GIVEN INSTRUCTION: Write the listing out again, all of it, word for word.

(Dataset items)
>>>
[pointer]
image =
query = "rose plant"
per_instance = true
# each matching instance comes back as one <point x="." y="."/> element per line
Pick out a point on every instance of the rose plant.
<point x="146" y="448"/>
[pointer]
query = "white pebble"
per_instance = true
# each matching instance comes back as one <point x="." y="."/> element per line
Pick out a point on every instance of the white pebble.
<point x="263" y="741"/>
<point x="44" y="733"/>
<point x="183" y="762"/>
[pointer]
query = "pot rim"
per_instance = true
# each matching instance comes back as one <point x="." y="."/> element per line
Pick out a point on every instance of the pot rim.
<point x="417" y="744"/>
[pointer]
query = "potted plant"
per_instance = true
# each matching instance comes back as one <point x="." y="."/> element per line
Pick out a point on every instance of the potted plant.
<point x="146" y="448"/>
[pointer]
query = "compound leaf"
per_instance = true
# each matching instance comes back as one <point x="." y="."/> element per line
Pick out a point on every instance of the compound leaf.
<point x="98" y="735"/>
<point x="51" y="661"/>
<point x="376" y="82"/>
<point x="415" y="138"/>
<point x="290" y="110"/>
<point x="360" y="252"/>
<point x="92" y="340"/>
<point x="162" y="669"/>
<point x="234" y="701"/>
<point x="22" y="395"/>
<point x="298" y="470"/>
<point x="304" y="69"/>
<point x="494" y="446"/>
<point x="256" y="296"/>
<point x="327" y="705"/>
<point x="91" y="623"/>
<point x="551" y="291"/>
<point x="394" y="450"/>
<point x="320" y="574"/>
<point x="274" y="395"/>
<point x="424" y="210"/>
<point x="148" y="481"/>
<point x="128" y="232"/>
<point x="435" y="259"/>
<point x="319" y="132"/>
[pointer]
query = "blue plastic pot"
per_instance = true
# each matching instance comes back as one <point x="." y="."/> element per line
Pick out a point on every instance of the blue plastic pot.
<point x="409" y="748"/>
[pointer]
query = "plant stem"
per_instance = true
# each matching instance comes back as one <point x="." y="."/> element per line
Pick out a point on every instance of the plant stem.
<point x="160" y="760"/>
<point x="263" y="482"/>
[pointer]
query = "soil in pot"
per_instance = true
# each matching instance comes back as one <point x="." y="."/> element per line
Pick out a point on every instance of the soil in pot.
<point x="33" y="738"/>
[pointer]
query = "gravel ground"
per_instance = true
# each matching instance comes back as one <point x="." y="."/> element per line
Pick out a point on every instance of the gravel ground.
<<<
COMPLETED EXERCISE:
[pointer]
image =
query = "rose plant"
per_instance = true
# each matching instance comes back as one <point x="." y="."/> element per line
Pick out a point on every instance of the rose plant.
<point x="146" y="448"/>
[pointer]
query = "white pebble"
per_instance = true
# each matching instance comes back as one <point x="." y="."/> element per line
Pick out a point on every instance of the white pebble.
<point x="263" y="741"/>
<point x="44" y="733"/>
<point x="183" y="762"/>
[pointer]
query = "pot rim"
per_instance = true
# each matching instance comes back as one <point x="." y="."/> element per line
Pick out a point on every instance of the pot rim.
<point x="417" y="744"/>
[pointer]
query = "potted plant"
per_instance = true
# each matching instance comes back as one <point x="." y="."/> element per line
Pick out a point on every instance of the potted plant.
<point x="146" y="448"/>
[pointer]
query = "compound leaf"
per_instance = true
# each matching instance comes back as one <point x="." y="."/> element per line
Pick out a point on every instance of the compound leaf.
<point x="98" y="735"/>
<point x="51" y="661"/>
<point x="376" y="82"/>
<point x="415" y="138"/>
<point x="290" y="110"/>
<point x="360" y="252"/>
<point x="92" y="340"/>
<point x="162" y="669"/>
<point x="234" y="701"/>
<point x="22" y="395"/>
<point x="298" y="470"/>
<point x="304" y="69"/>
<point x="494" y="446"/>
<point x="256" y="296"/>
<point x="327" y="705"/>
<point x="91" y="623"/>
<point x="551" y="291"/>
<point x="394" y="450"/>
<point x="320" y="574"/>
<point x="274" y="395"/>
<point x="424" y="210"/>
<point x="148" y="481"/>
<point x="128" y="232"/>
<point x="435" y="259"/>
<point x="319" y="132"/>
[pointer]
query = "blue plastic pot"
per_instance = true
# each matching instance comes back as one <point x="." y="."/> element per line
Pick out a point on every instance of the blue plastic pot.
<point x="409" y="748"/>
[pointer]
query = "plant stem"
per_instance = true
# each matching instance comes back as one <point x="." y="."/> element per line
Pick out a point on every instance of the plant stem.
<point x="160" y="760"/>
<point x="263" y="482"/>
[pointer]
query = "soil in pot"
per_instance = true
# each matching instance comes back as one <point x="." y="."/> element per line
Pick out a point on every instance of the soil in pot.
<point x="33" y="738"/>
[pointer]
query = "gravel ground"
per_instance = true
# each matching instance comes back as one <point x="." y="."/> element per line
Pick out a point on every instance of the gravel ground.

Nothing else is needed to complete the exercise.